Ancak böyle bir durumda taşınmazdan fiilen yararlanan kişinin hangi sıfatla yararlandığının değerlendirilmesi icap eder. Zira taşınmazın bir başka kişi tarafından daha malik sıfatıyla zilyet olduğu düşüncesiyle kullanılıyor olması tapuda malik görünen kişinin hak kazanmasını engelleyebilecektir. Örneğin, taşınmazın tapuda maliki görünen kişi taşınmazı bir başka kişiye kiralamış olabilir. Bu durumda kiracı taşınmaza kiracı sıfatıyla zilyet olacak ve taşınmazdan yararlanacaktır. Kiracının taşınmazdan fiilen yararlanıyor olması tapuda malik olan kişinin taşınmaza zilyet olmadığı anlamına gelmez. Zira tapuda malik görünen kişi, kiracının ödediği bedel dolayısıyla dolaylı olarak taşınmazdan yararlanmaktadır. Bu gibi hallerde tapuda malik görünen kişinin zilyetliği dolaylı olarak devam eder. Ancak taşınmazı fiilen kullanan kişi kendisinin kiracı değil de malik olduğunu düşünüyorsa, bu durum malik sıfatıyla zilyetliğin önünde engel olacaktır.
- Malik Sıfatıyla Zilyedin İyiniyetli Olması
Malik sıfatıyla zilyetliğin iyiniyetle sürdürülmesi gerekmektedir. Ortalama ve makul bir kişiden beklenen tüm özeni ve dikkati göstermesine rağmen, söz konusu tescilin yolsuz olduğunu bilmeyen ve bilecek durumda olmayan kişi iyiniyetlidir. Buna göre taşınmazın mülkiyetini kazanacak olan kişinin kendisini gerçek malik zannediyor olması gerekir. Bu nedenle tapudaki tescilin yolsuz olduğunu bilen veya bilmesi gereken kişinin iyiniyetli olduğu söylenemeyecektir. Ayrıca iyiniyetin yalnızca tescil anında olması yeterli değildir. Tüm zamanaşımı süresi boyunca yani 10 yıl boyunca sürmesi gerekir. Buna göre başlangıçta iyiniyetli olmakla birlikte, sonradan kötüniyetli hale gelen zilyedin taşınmazın mülkiyetini kazanması mümkün değildir.
-----
* _Amaç_
Zilyetlikle ilgili makaleden, "- Malik Sıfatıyla" sözlerinin geçtiği yerden başlayıp "kazanması mümkün değildir." sözlerinden sonra biten bölümü hiçbir değişiklik yapmadan yazın.

[Mekânsal işaretleme kayıtları]
-----
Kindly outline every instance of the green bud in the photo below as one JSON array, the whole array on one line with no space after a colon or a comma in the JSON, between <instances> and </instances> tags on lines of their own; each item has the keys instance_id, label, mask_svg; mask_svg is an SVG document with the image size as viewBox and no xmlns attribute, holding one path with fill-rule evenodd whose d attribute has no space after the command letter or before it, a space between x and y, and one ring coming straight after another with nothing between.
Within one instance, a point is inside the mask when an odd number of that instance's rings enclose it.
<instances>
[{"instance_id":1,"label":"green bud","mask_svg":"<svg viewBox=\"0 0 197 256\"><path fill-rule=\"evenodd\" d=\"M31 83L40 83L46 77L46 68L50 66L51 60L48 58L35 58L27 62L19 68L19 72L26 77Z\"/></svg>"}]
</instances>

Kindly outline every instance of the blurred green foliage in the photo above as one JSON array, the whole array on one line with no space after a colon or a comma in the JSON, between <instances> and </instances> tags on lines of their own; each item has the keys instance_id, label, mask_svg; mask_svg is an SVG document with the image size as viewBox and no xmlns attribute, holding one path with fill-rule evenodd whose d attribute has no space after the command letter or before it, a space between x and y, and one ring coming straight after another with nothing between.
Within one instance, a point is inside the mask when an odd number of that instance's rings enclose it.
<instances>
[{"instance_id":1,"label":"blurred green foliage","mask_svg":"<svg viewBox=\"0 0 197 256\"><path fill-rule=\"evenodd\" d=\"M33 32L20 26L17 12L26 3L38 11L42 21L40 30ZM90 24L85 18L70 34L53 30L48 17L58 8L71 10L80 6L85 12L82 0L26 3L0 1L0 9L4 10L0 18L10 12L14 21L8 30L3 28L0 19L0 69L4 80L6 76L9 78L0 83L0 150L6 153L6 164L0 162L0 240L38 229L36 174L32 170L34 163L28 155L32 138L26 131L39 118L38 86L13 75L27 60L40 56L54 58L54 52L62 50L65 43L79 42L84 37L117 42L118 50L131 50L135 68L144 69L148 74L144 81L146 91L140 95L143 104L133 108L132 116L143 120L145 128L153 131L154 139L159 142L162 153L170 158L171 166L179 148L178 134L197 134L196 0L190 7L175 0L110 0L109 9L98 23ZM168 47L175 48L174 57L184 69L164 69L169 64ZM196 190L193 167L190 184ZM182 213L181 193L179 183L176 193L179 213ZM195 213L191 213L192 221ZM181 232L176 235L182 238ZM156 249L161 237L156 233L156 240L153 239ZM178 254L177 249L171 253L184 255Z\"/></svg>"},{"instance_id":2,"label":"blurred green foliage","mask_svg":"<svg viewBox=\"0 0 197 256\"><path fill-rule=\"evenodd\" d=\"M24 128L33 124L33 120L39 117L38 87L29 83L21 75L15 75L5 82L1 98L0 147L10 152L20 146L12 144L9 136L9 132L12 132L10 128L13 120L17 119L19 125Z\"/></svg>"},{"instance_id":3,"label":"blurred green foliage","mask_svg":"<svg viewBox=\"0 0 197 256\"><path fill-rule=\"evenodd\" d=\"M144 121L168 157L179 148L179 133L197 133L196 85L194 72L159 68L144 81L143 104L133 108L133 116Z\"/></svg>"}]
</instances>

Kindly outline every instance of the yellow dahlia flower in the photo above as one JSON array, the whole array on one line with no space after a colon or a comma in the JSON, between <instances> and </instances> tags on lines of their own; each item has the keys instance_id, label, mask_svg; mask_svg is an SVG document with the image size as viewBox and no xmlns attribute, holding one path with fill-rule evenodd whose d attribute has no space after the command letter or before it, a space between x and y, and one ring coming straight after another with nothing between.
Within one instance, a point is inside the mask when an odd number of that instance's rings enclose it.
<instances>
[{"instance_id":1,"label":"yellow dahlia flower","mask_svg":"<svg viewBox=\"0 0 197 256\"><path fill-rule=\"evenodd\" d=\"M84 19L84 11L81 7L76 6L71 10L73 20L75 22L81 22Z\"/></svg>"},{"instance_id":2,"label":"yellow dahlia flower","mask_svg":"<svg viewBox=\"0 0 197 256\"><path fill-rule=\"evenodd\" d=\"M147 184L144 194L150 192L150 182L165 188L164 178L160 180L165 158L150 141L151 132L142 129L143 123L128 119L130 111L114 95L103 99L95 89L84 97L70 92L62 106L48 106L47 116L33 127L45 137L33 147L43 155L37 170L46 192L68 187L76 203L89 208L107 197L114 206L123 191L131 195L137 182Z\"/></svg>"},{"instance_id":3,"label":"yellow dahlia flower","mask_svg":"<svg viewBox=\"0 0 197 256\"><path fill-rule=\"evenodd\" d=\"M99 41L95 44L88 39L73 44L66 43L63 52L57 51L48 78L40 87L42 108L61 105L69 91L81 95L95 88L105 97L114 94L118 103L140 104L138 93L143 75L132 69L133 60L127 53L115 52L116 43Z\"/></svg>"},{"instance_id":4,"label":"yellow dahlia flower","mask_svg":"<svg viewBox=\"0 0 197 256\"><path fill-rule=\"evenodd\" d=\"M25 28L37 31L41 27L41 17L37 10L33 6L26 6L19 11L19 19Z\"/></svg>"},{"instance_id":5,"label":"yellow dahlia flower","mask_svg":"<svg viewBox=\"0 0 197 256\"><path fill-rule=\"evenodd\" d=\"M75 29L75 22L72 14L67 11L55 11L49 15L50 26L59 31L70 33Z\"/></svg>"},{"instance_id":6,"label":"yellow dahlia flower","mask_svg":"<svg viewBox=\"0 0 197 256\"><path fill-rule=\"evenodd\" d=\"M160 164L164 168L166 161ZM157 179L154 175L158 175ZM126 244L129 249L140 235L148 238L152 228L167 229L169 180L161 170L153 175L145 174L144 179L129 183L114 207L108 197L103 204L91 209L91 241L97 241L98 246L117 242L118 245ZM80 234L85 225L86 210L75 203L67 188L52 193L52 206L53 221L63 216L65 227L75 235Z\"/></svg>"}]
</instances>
-----
* _Eksiksiz yanıt_
- Malik Sıfatıyla Zilyedin İyiniyetli Olması
Malik sıfatıyla zilyetliğin iyiniyetle sürdürülmesi gerekmektedir. Ortalama ve makul bir kişiden beklenen tüm özeni ve dikkati göstermesine rağmen, söz konusu tescilin yolsuz olduğunu bilmeyen ve bilecek durumda olmayan kişi iyiniyetlidir. Buna göre taşınmazın mülkiyetini kazanacak olan kişinin kendisini gerçek malik zannediyor olması gerekir. Bu nedenle tapudaki tescilin yolsuz olduğunu bilen veya bilmesi gereken kişinin iyiniyetli olduğu söylenemeyecektir. Ayrıca iyiniyetin yalnızca tescil anında olması yeterli değildir. Tüm zamanaşımı süresi boyunca yani 10 yıl boyunca sürmesi gerekir. Buna göre başlangıçta iyiniyetli olmakla birlikte, sonradan kötüniyetli hale gelen zilyedin taşınmazın mülkiyetini kazanması mümkün değildir.